Document segment:
<<<<

Welcome to my present. I’m in a PhD program, essentially a Sophomore, and am dealing with a lot of the same stuff. Or at least the stuff I’m dealing with reminds me a lot of the stuff I dealt with 20something years ago as a young, unseasoned musician. Except now I’m 42, I have two masters degrees, and a whole lot of life experience (and some published articles). Yet I feel as if I need to bow to the masters, and say “Thank you sir/ma’am may I have another” when I get unhelpful criticism. It’s this labyrinth full of challenges that are hard enough without feeling like I have to subjugate myself to the will of others. My conservatory-learned skills have come in handy; I know to show appreciation to people who help me, and try to steer clear of those who hinder, but I’m starting to have doubts about how to get through this mess. Every scholar has his or her own set of issues, blind spots, paradoxes, and axes to grind (including me). Yet I have to convince a whole slew of them that my particular set of foibles doesn’t preclude me from becoming a member of this elite set.

Recently, I’ve spent some time thinking about why I want this degree:

  1. I want to teach full-time. I love teaching; it’s my favorite, most meaningful, rewarding job ever.
  2. I want to write books and articles on stuff that I think is important.
  3. I love learning and thinking.

You’ll notice “being an academic” is not on the list. When I break it down, the only reason I need this degree is #1. Life as an undergraduate adjunct, while rewarding as a practice, sucks for job security, career growth, and pay. I would like some more of those, and the ability to support my family if my husband can’t. The rest of the reasons are things I could truly do myself, even though this little voice in my head whispers that I won’t be legitimate unless I have those three letters after my name. But the kind of legitimacy that happens within academia is far less important to me than the kind that comes with touching people’s lives, either through teaching, writing, or speaking.

>>>>

Study questions:
• A. Please retype the passage about pursuing a PhD, starting at the words "3. I love learning" and ending after the words "writing, or speaking.".
• B. Answer these questions on the passage about pursuing a PhD:
(i) How old does the writer say they are now?
(ii) Which reason on the numbered list is the only one the writer says requires the degree?
(iii) What three things does the writer say life as an undergraduate adjunct is bad for?

Records:
<<<<

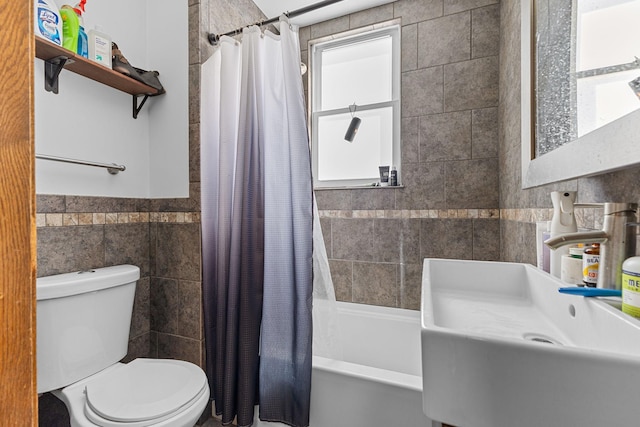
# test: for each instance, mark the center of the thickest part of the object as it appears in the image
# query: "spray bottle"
(74, 36)
(563, 221)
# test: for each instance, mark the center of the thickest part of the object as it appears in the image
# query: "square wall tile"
(472, 184)
(422, 92)
(352, 239)
(444, 40)
(445, 136)
(375, 284)
(446, 238)
(471, 84)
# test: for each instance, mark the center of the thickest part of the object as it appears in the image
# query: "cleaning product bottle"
(48, 21)
(100, 47)
(83, 40)
(631, 286)
(70, 28)
(591, 265)
(562, 221)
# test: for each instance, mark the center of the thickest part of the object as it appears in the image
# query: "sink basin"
(501, 347)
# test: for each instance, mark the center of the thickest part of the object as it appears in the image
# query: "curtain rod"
(213, 38)
(113, 168)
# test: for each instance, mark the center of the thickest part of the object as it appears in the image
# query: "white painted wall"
(90, 121)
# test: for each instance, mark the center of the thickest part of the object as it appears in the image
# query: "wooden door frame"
(18, 392)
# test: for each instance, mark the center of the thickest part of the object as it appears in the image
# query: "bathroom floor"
(212, 422)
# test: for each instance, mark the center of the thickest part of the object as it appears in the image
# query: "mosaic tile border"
(409, 214)
(108, 218)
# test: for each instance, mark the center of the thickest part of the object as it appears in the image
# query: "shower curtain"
(257, 228)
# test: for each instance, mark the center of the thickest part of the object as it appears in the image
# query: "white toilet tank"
(83, 322)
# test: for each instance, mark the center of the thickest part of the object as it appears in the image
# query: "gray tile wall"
(449, 154)
(518, 235)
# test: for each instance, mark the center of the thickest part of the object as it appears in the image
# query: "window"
(358, 72)
(607, 53)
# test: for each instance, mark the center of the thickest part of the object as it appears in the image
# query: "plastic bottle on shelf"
(590, 265)
(631, 286)
(83, 39)
(74, 37)
(100, 47)
(70, 28)
(48, 21)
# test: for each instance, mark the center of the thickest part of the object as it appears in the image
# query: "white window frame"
(316, 46)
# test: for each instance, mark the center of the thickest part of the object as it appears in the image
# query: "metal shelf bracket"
(52, 68)
(136, 107)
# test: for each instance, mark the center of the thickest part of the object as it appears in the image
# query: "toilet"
(83, 322)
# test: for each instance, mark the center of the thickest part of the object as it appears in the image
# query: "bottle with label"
(393, 177)
(48, 22)
(83, 39)
(100, 47)
(70, 28)
(590, 265)
(631, 286)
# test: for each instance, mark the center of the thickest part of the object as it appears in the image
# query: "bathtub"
(377, 382)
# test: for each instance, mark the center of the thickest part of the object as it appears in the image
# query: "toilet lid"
(145, 389)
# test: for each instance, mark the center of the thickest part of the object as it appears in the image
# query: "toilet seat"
(143, 392)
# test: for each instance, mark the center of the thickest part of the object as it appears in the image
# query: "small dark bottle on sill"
(393, 177)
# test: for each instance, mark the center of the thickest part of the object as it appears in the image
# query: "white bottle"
(563, 221)
(48, 23)
(100, 47)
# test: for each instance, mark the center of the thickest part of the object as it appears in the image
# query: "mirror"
(563, 135)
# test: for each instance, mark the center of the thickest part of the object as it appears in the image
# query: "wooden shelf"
(48, 51)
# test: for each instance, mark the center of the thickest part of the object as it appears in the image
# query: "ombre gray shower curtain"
(257, 228)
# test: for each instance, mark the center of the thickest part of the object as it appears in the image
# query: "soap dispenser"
(563, 221)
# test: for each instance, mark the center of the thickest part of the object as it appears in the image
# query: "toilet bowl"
(144, 392)
(83, 322)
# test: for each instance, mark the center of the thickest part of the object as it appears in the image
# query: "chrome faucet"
(617, 240)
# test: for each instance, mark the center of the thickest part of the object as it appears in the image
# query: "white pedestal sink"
(501, 347)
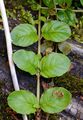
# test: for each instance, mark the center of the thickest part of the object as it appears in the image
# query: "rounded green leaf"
(26, 61)
(66, 2)
(56, 31)
(23, 102)
(67, 16)
(24, 35)
(54, 100)
(54, 64)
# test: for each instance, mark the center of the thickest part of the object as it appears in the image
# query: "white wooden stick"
(9, 49)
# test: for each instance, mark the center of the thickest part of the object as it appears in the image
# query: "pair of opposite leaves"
(53, 100)
(55, 64)
(52, 65)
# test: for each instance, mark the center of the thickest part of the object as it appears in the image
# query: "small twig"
(78, 10)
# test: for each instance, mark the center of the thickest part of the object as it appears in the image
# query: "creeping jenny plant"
(54, 64)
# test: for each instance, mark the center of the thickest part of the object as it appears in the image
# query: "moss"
(73, 84)
(54, 117)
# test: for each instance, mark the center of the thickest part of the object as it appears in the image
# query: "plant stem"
(9, 49)
(39, 52)
(38, 117)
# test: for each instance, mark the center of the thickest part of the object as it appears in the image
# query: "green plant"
(53, 64)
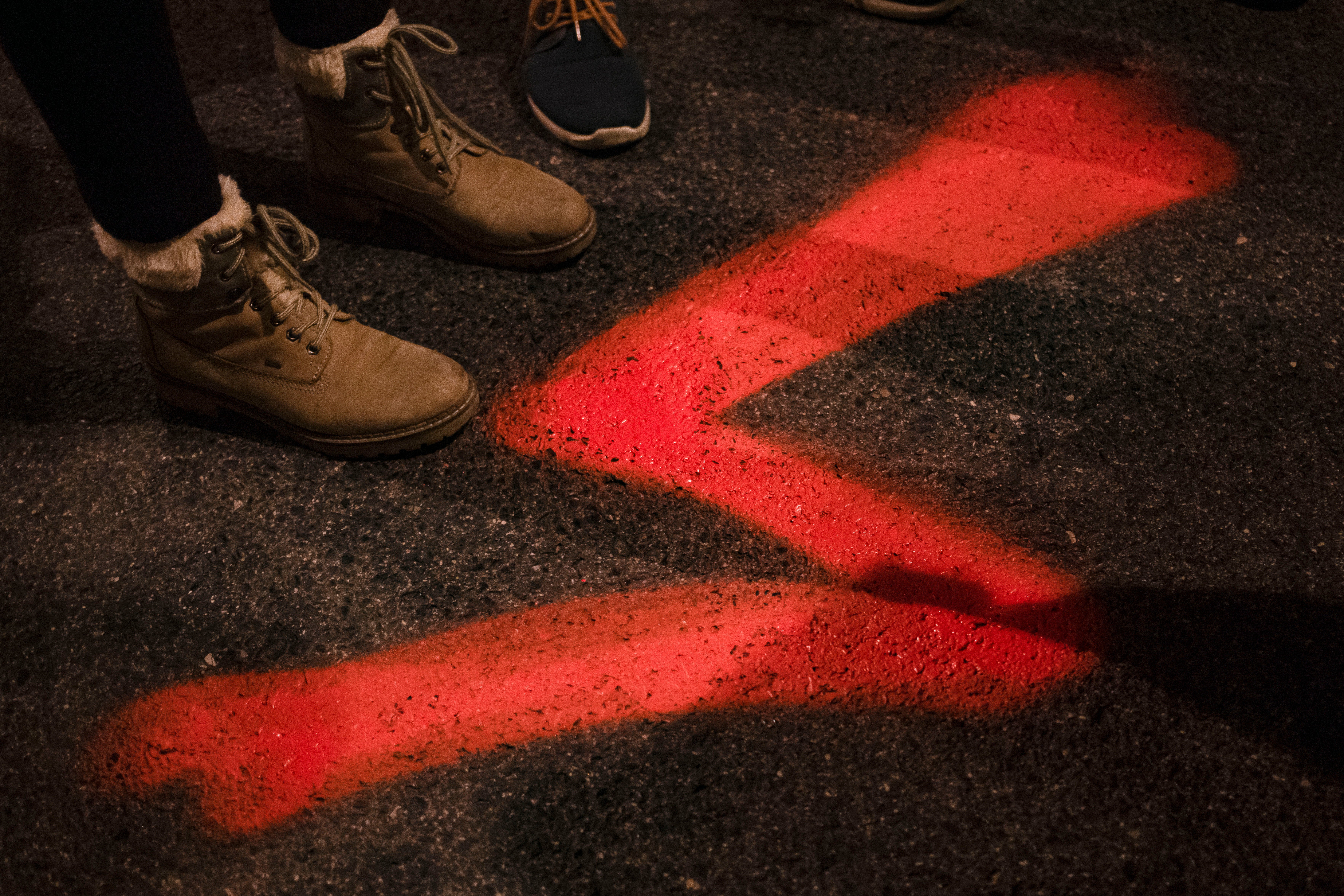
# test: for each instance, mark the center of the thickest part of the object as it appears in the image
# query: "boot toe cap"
(389, 385)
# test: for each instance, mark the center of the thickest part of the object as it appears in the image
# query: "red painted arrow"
(1030, 171)
(936, 613)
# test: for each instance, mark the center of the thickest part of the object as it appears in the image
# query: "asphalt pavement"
(1154, 412)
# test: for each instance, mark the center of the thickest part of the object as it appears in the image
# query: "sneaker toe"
(591, 95)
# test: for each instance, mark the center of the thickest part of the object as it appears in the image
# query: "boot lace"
(289, 245)
(546, 15)
(419, 104)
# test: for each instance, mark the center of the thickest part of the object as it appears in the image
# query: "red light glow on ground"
(929, 612)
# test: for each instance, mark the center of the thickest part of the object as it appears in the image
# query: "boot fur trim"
(322, 73)
(175, 265)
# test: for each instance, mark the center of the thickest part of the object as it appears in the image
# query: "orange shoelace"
(564, 13)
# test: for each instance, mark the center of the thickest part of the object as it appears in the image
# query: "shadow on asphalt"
(1272, 665)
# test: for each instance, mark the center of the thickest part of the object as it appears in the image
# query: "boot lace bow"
(417, 101)
(288, 245)
(546, 15)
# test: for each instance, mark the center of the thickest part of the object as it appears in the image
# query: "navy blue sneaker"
(581, 79)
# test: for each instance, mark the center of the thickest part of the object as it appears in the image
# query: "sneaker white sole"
(600, 139)
(906, 11)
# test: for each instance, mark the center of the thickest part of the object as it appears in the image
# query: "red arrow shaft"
(259, 749)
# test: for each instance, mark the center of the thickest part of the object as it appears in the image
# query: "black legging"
(105, 77)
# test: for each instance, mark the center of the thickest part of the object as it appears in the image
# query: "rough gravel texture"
(1178, 446)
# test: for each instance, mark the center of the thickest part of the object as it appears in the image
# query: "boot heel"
(343, 206)
(187, 399)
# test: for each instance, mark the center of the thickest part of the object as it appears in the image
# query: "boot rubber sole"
(600, 139)
(409, 438)
(906, 11)
(362, 207)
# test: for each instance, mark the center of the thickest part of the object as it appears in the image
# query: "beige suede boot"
(381, 140)
(226, 322)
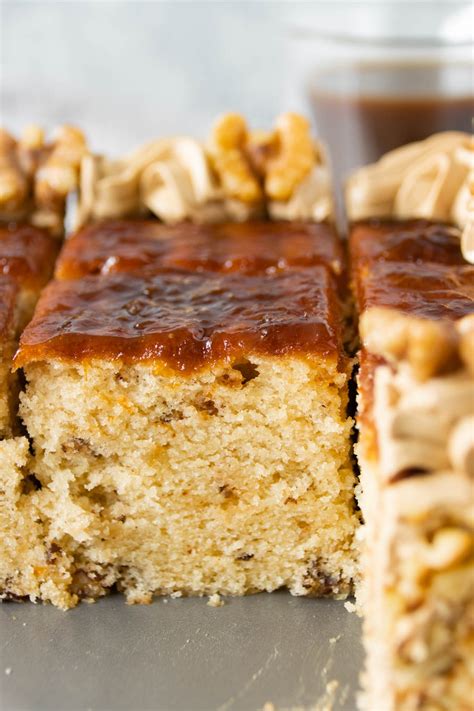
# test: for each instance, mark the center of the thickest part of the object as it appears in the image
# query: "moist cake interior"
(189, 427)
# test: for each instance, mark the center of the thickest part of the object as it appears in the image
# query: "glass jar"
(384, 74)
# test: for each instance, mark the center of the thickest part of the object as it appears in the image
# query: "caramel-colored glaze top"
(8, 292)
(415, 266)
(186, 321)
(433, 291)
(418, 241)
(27, 254)
(247, 248)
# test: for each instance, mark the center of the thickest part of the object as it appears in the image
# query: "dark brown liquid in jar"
(364, 110)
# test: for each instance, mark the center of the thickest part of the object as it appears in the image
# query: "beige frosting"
(171, 177)
(426, 426)
(176, 179)
(424, 400)
(432, 179)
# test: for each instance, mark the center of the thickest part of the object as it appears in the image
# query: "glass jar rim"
(409, 42)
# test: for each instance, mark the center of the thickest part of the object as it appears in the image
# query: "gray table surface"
(181, 655)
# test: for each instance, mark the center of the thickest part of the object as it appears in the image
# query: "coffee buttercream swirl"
(431, 179)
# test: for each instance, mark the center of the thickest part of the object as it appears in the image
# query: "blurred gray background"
(128, 71)
(131, 70)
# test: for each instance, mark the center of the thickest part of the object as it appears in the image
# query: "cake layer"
(186, 321)
(248, 248)
(231, 480)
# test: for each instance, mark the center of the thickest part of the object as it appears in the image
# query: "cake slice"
(35, 177)
(190, 433)
(415, 296)
(9, 318)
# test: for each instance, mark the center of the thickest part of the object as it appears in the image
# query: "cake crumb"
(216, 601)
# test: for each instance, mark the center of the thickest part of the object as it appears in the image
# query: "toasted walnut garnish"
(429, 347)
(228, 152)
(32, 138)
(465, 327)
(13, 184)
(59, 175)
(261, 148)
(461, 445)
(450, 546)
(293, 158)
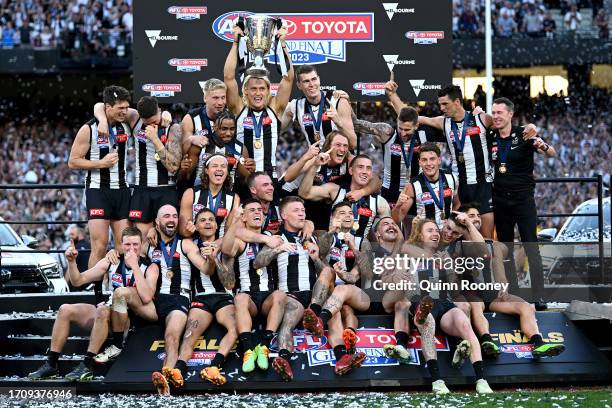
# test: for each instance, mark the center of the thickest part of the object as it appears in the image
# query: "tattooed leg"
(197, 322)
(293, 314)
(428, 342)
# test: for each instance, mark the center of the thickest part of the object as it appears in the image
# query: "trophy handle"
(240, 23)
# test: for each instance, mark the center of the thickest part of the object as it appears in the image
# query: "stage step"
(36, 324)
(20, 366)
(29, 345)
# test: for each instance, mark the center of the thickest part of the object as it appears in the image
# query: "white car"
(572, 256)
(27, 272)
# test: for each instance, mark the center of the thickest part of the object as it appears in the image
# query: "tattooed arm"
(381, 131)
(225, 270)
(171, 153)
(365, 263)
(325, 243)
(267, 254)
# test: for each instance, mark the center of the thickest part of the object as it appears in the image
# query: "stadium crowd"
(39, 154)
(76, 26)
(533, 18)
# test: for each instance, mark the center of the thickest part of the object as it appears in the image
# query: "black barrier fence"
(588, 261)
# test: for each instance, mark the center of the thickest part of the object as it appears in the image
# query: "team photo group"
(214, 230)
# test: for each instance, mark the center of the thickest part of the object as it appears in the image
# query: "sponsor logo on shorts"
(96, 212)
(135, 214)
(187, 12)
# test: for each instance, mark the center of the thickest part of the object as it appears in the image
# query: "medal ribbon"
(439, 201)
(408, 160)
(217, 202)
(459, 141)
(317, 121)
(168, 256)
(257, 126)
(503, 148)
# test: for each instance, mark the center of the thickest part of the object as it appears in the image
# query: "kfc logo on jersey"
(162, 90)
(425, 37)
(135, 214)
(391, 9)
(396, 149)
(312, 38)
(188, 65)
(96, 212)
(187, 13)
(370, 88)
(393, 60)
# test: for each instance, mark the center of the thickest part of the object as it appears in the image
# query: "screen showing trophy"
(355, 46)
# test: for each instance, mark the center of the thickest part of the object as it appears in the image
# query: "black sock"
(536, 340)
(88, 360)
(218, 360)
(182, 366)
(434, 371)
(52, 358)
(478, 370)
(315, 308)
(118, 339)
(246, 339)
(325, 316)
(339, 351)
(401, 339)
(267, 338)
(284, 353)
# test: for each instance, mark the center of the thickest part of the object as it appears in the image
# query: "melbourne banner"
(355, 45)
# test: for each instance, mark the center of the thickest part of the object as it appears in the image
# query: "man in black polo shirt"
(513, 186)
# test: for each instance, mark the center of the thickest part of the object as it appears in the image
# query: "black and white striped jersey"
(259, 132)
(150, 172)
(99, 146)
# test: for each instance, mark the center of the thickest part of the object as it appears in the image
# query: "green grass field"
(511, 399)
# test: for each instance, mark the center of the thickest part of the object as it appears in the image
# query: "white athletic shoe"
(110, 353)
(482, 387)
(463, 351)
(439, 387)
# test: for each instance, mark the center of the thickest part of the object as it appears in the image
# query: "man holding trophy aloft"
(258, 113)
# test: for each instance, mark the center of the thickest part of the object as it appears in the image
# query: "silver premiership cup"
(259, 30)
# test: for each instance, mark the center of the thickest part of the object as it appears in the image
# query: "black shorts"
(146, 201)
(319, 213)
(441, 306)
(166, 304)
(212, 303)
(481, 193)
(107, 204)
(259, 298)
(303, 297)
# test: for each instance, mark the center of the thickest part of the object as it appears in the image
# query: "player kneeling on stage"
(256, 292)
(496, 302)
(126, 273)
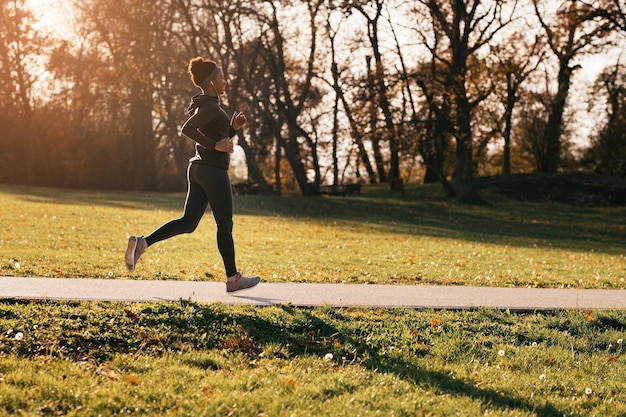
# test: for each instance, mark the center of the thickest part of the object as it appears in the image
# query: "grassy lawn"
(192, 359)
(376, 238)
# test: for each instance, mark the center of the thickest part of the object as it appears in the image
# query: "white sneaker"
(239, 282)
(136, 247)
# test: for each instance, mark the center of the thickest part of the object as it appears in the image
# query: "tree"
(372, 12)
(21, 45)
(577, 30)
(515, 60)
(467, 26)
(607, 154)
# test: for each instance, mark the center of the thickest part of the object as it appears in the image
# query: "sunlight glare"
(53, 16)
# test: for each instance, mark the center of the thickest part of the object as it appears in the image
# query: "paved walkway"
(340, 295)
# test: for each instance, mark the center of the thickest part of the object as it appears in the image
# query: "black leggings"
(207, 186)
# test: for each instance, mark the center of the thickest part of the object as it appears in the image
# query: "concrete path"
(340, 295)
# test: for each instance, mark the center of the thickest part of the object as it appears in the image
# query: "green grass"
(192, 359)
(377, 238)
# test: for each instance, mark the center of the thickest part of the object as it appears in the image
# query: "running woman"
(207, 174)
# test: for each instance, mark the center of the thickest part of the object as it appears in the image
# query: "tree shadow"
(314, 336)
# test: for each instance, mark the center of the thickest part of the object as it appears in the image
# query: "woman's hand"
(225, 145)
(238, 120)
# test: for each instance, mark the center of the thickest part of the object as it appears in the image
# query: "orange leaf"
(111, 375)
(131, 314)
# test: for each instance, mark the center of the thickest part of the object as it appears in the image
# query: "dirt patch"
(580, 189)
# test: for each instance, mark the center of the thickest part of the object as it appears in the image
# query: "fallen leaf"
(111, 375)
(131, 314)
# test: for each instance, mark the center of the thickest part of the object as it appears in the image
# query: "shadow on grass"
(423, 212)
(317, 340)
(155, 329)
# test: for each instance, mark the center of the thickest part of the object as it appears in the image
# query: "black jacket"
(208, 124)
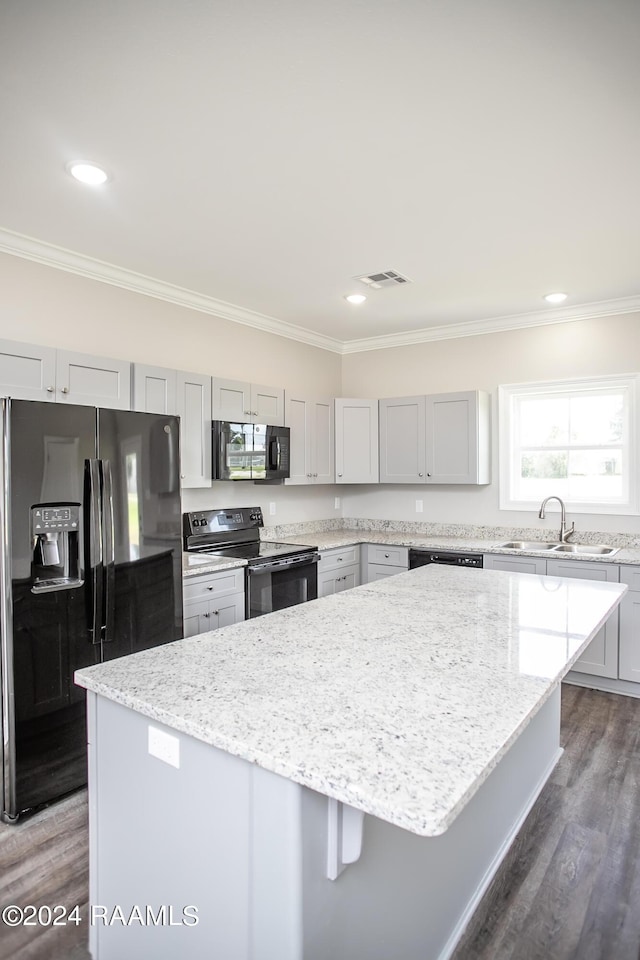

>>>>

Task-by-task results:
• A.
3. I love learning and thinking.

You’ll notice “being an academic” is not on the list. When I break it down, the only reason I need this degree is #1. Life as an undergraduate adjunct, while rewarding as a practice, sucks for job security, career growth, and pay. I would like some more of those, and the ability to support my family if my husband can’t. The rest of the reasons are things I could truly do myself, even though this little voice in my head whispers that I won’t be legitimate unless I have those three letters after my name. But the kind of legitimacy that happens within academia is far less important to me than the kind that comes with touching people’s lives, either through teaching, writing, or speaking.

• B.
(i) 42
(ii) Reason #1: "I want to teach full-time."
(iii) Job security, career growth, and pay